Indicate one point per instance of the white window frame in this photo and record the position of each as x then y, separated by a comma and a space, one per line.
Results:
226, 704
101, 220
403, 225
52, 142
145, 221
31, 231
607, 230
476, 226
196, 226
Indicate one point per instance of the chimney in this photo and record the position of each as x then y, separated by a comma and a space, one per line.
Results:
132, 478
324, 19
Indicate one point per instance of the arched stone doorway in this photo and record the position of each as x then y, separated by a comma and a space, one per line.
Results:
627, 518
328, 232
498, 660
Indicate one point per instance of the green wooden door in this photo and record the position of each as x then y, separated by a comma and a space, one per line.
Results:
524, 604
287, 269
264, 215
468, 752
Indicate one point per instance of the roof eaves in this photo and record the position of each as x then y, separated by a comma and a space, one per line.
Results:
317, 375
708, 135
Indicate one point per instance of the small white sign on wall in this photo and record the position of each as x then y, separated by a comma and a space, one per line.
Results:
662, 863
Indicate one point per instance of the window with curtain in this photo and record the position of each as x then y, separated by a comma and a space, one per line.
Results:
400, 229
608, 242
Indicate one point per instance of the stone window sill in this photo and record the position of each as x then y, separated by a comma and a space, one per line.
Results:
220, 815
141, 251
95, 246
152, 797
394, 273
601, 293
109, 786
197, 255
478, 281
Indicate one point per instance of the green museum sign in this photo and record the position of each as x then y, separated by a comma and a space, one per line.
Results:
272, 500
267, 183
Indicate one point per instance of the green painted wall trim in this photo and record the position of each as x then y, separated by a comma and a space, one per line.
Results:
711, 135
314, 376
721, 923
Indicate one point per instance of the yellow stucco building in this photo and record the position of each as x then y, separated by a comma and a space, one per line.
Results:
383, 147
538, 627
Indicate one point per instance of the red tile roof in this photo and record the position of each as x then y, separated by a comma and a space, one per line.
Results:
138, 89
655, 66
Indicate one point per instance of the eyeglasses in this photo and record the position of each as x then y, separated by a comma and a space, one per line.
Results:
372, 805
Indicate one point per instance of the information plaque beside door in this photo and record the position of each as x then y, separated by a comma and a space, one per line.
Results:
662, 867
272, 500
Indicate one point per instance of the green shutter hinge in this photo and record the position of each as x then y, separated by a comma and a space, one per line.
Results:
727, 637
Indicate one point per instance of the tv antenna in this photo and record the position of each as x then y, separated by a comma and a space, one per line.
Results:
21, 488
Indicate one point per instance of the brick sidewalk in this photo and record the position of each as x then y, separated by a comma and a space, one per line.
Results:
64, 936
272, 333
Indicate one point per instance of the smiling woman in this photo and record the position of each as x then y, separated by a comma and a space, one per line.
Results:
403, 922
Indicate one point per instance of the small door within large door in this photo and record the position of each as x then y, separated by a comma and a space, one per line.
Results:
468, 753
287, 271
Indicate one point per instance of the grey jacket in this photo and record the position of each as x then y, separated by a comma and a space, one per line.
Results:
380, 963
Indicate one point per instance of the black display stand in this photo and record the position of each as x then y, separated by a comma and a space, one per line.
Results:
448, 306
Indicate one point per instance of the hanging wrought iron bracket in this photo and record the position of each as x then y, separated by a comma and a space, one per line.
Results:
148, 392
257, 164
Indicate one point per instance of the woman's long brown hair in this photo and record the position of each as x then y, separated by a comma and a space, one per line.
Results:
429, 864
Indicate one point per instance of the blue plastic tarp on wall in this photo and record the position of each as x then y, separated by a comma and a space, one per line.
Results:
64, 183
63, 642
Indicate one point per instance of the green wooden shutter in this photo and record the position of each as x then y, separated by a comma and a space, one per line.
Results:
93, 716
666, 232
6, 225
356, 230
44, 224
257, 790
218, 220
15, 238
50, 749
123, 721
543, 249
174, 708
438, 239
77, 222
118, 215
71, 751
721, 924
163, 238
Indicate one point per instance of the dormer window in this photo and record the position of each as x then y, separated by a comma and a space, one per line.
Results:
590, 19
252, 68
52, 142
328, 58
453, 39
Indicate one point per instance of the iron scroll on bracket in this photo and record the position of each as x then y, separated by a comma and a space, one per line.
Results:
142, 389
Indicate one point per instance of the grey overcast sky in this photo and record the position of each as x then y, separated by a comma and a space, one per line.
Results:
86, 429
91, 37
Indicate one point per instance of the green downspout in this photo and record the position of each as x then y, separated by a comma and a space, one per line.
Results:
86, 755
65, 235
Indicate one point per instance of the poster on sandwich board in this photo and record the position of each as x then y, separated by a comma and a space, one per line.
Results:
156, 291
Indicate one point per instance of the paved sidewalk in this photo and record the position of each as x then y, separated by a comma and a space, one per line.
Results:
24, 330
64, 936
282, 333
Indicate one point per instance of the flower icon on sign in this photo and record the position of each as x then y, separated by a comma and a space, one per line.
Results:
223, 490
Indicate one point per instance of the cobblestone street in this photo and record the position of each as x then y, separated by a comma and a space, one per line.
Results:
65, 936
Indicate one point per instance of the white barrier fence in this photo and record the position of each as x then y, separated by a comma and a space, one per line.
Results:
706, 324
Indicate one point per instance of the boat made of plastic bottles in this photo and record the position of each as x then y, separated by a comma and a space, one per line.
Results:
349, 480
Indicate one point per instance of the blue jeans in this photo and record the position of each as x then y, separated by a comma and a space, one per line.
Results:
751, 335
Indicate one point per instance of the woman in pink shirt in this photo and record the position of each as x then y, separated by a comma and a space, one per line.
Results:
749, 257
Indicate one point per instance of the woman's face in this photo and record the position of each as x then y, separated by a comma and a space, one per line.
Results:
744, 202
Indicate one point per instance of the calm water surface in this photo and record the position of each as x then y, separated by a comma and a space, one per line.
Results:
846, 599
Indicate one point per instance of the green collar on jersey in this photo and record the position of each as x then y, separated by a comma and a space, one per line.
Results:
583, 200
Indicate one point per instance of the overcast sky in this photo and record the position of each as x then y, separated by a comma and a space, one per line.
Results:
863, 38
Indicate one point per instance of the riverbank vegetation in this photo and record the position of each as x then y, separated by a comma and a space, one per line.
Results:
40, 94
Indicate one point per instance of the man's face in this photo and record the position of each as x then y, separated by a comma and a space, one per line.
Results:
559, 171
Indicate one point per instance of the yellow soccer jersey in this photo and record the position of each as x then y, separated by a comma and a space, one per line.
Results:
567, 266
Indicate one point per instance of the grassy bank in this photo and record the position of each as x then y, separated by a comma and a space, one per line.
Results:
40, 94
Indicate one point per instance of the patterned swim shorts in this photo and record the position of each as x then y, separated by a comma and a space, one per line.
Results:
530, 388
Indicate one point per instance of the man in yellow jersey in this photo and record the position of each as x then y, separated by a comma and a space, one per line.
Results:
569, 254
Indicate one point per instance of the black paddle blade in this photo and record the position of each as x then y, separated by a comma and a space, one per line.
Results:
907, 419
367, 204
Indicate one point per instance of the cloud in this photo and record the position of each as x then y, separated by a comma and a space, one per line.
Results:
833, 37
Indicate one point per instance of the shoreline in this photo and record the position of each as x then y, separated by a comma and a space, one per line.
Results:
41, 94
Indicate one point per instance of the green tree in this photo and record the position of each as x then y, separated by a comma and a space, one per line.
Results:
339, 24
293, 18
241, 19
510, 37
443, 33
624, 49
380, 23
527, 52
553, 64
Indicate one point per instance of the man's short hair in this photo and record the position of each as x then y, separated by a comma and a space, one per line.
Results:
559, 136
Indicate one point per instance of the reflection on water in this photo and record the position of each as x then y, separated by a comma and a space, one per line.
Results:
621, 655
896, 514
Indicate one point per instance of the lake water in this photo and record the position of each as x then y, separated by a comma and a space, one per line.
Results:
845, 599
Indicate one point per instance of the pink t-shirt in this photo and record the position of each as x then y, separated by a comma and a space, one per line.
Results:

---+---

◆ **Do this**
Extract the entries above verbatim.

◆ **Expected answer**
Indicate one point per instance of the white window frame in this photo and record the position of each as x then y, separated by a comma and a space, one per line.
Results:
226, 704
101, 220
403, 225
52, 142
145, 221
31, 231
607, 230
476, 226
196, 226
Indicate one point per instance of the chimney in this photo and record the position of each as x then y, separated by a comma and a space, one per line.
Results:
132, 478
324, 19
Indicate one point per instance of the arched stone doorway in this photo and record the position of each as x then y, separated by a comma and a space, one per line.
Results:
627, 518
328, 232
498, 660
Indicate one point per instance of the green wooden door in this photo and record the position of each as x then y, separated by a comma and a space, one per line.
Results:
524, 604
287, 269
264, 215
468, 752
Indicate one point per instance of the roof eaves in this photo and record the position of each as x then y, separated by a comma and a space, one per line.
Results:
317, 375
708, 135
Indicate one point per instance of the small white sign on wall in this photo and record the position of each as x then y, separated by a comma and a space, one per line.
Results:
662, 863
Indicate one point per instance of the window with curtain in this photo and record the position of each as x then y, separated by a comma and a space, one per line.
Results:
400, 229
608, 242
Indicate one point per instance of the stone window sill in this photo and record the position of each as x then y, separated by a comma and a space, one per line.
Results:
220, 815
141, 251
95, 246
152, 797
394, 273
601, 293
109, 786
197, 255
478, 281
Indicate one point per instance of the green museum sign in this photo and record the position of each as x then y, separated by a comma and a space, one per line.
Results:
272, 500
267, 183
Indicate one point per instance of the green painted wall trim in this photo and record the position of each as x then y, separated by a comma and a space, one per line.
Results:
711, 135
314, 376
721, 923
Indicate one point per instance of the yellow stucco building in this photo and record the position of each as x then y, separated by a comma and a space, one per line.
Results:
383, 147
538, 627
Indicate one point per instance of the red tile roof in this photo and record the position of each as x then y, separated by a comma and a space, one per line.
Results:
138, 89
655, 66
Indicate one point per instance of the eyeglasses in this photo and record the position of each as x then y, separated by a comma and a space, one per line.
Results:
372, 805
Indicate one point per instance of the information plaque beside door in this photo and record the position of each as x then y, separated by a comma and a space, one per line.
Results:
662, 867
272, 500
Indicate one point per instance of the green shutter hinge in this photo and record the position of each as x then y, separated by a comma and a space, one per line.
Results:
727, 637
Indicate one point per instance of the tv antenna in this photo and record the position of each as x then y, separated by a comma and a space, one per line.
Results:
21, 488
Indicate one point per instance of the brick sidewalk in this photo and record the position of each as x then y, separated by a comma and a space, one per line.
Results:
64, 936
272, 333
Indicate one point per instance of the smiling woman in this photo and record the position of each as x then y, separated by a comma and a space, one per line.
Results:
403, 922
Indicate one point per instance of the small door within large door in this photo and record the position of each as x then y, separated by a comma and a space, one per line.
Results:
468, 753
287, 271
Indicate one point per instance of the grey jacket in this photo and record the position of each as x then y, separated by a comma and a space, one per line.
Results:
380, 963
Indicate one point per instance of the black display stand in this photo and record the position of each as x then y, separated by a comma and a space, one per line.
Results:
448, 306
Indicate one point per instance of the hanging wrought iron bracket in this photo and record the position of each as x then y, separated by a comma and a space, one per line.
Results:
148, 392
257, 164
Indicate one point per instance of the woman's long brown hair in this photo and record the position of each as x then y, separated by a comma and a space, one per line.
Results:
429, 864
Indicate one point per instance of the blue plastic tarp on wall in this photo and record the position of each as x then y, separated by a comma and a space, one per line.
Results:
64, 183
63, 642
Indicate one point per instance of the green wooden shutter in this photo and record the position of each as x then y, separated by a comma and a space, one per line.
Results:
93, 716
666, 232
6, 225
356, 230
44, 224
257, 790
218, 220
15, 238
50, 749
123, 721
543, 249
174, 708
438, 239
77, 222
118, 215
71, 751
721, 924
163, 238
Indicate one point per instance of the dormer window in this photo and record the position of each as x then y, separated by a comma and a space, one per line.
Results:
590, 19
252, 68
52, 142
328, 58
453, 39
Indicate one point per instance of the iron scroll on bracket in this photo and record the position of each as x then y, separated by a comma and a space, one per line.
Results:
142, 389
Indicate one point per instance of the grey overcast sky in this photo and record the position of each as x then y, separated by a comma and a space, one per line.
Results:
86, 429
91, 37
Indicate one point per instance of the green downspout in this photo and record the position of each as x then y, separated by a comma and a space, one per line.
Results:
86, 755
65, 235
Indicate one point per instance of the poster on sandwich board in this photo and record the position of each as x then y, separated by a comma and a space, one per line.
Results:
156, 291
Indicate one point per instance of the paved sidewalk in this photo and record the position of each as x then y, separated by a comma and a space, one per line.
Results:
24, 330
64, 936
282, 333
Indicate one point per instance of the flower icon on sign in this photo and record the position of each as x then y, separated by a comma and a space, one per line.
Results:
223, 490
Indicate one point per instance of the cobblestone street in this photo and record the position of each as x then y, separated by a comma and a space, one per line.
Results:
65, 936
Indicate one point per instance of the white barrier fence in this photo and record the position of each as x then y, separated by a comma and a space, one per line.
Results:
706, 324
Indicate one point per instance of the boat made of plastic bottles in this photo and record the position of each as x then y, separated by a comma and a space, one per line.
Results:
349, 480
Indicate one point per instance of the blue jeans in this photo and record the position of each as x then y, separated by a comma and a space, one per line.
Results:
751, 335
Indicate one point per instance of the woman in pink shirt in this photo and record the position of each as x then y, separated by a comma and a space, one per line.
Results:
749, 257
Indicate one point per instance of the woman's face in this photo and record the position of each as x then y, separated by a comma and a space, one per line.
Results:
744, 202
Indicate one point per instance of the calm water surface in this photo and record the position of each as x then y, separated by a comma and a space, one per line.
Results:
846, 599
Indicate one point per instance of the green collar on jersey in this photo and record the position of each as x then y, separated by a comma and a space, one per line.
Results:
583, 200
Indicate one point per instance of the overcast sky in this photo and record the position of each as x then y, separated by a comma and a space, one per line.
Results:
863, 38
Indicate one point per instance of the riverbank vegetation in this photo and record the position of each as x then y, separated by a comma and a space, one per line.
Results:
40, 94
Indicate one point per instance of the man's face in this photo and record the position of each as x then y, separated by a comma and a space, one per line.
Results:
559, 171
Indicate one point per instance of the yellow soccer jersey in this photo and record the position of each as x then y, separated by a comma and a space, one per line.
Results:
567, 266
Indicate one point per instance of the grassy bank in this photo and record the position of each as x then y, separated by a comma and a space, one per line.
Results:
40, 94
Indicate one point per instance of the patterned swim shorts in this photo and record the position of each as x then y, separated by a comma and a space, one per line.
Results:
530, 388
Indicate one point per instance of the man in yellow jersey in this photo and record the position of each as x then y, separated by a comma and a space, one per line.
Results:
569, 254
Indicate one point per instance of the black paddle blade in this photo and record the position of each as x then y, separated by a comma and a space, one per line.
Results:
907, 419
367, 204
Indicate one point per instance of the cloud in this photo and record the position of each as x then y, separated by a comma and a space, one per line.
Results:
833, 37
Indicate one point per instance of the shoreline in this photo and record the position of each as x then y, separated by a comma and a space, one per line.
Results:
41, 94
Indicate one point per instance of the green tree in this photo and record the position of each as x then y, separated by a comma and a space, one per line.
Results:
339, 24
293, 18
241, 19
510, 37
443, 33
624, 49
380, 23
527, 52
553, 64
Indicate one point per instance of the man's short hair in this photo and record the position of each as x then y, separated by a comma and a space, one per line.
Results:
559, 136
Indicate one point per instance of the reflection on water in this photo and record the position of each as x then y, separated by a comma and a space, one per line.
Results:
621, 655
896, 514
Indicate one point per instance of the lake water in this photo and record the position of each as x then y, separated by a comma and a space, one per line.
Results:
845, 599
Indicate one point per instance of the pink t-shirt in this photo and record the position of each as x then y, separated by a comma and a space, one per line.
Results:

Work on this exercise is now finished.